Records excerpted from a collection:
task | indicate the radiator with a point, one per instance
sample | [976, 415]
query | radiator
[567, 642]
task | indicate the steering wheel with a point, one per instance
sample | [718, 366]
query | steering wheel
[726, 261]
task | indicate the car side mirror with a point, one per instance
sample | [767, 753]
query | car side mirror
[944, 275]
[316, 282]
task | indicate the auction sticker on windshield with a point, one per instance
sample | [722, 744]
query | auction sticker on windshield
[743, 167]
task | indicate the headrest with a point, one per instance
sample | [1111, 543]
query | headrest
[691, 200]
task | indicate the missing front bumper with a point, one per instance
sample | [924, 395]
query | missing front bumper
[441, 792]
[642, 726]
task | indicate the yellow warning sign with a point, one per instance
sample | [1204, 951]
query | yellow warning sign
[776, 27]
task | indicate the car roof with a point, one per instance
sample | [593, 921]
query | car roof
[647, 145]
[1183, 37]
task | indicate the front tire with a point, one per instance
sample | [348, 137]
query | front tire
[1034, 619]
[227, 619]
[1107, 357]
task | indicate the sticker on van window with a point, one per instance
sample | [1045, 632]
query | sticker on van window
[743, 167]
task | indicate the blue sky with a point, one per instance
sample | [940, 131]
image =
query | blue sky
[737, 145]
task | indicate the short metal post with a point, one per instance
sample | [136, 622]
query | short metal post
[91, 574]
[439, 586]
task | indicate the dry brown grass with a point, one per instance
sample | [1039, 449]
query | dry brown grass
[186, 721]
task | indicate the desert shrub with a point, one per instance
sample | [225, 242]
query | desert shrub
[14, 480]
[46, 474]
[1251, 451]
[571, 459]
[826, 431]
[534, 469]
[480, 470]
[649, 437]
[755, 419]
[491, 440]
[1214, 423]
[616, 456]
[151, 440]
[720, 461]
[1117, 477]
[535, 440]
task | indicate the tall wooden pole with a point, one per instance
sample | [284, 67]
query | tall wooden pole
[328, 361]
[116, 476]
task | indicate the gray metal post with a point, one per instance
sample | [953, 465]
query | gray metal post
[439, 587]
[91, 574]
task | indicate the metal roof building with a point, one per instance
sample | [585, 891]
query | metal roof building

Task details: Each line above where the word "building" occurs should be returned in full.

Answer section:
task | indicate the metal roof building with a point, one per instance
query | metal roof building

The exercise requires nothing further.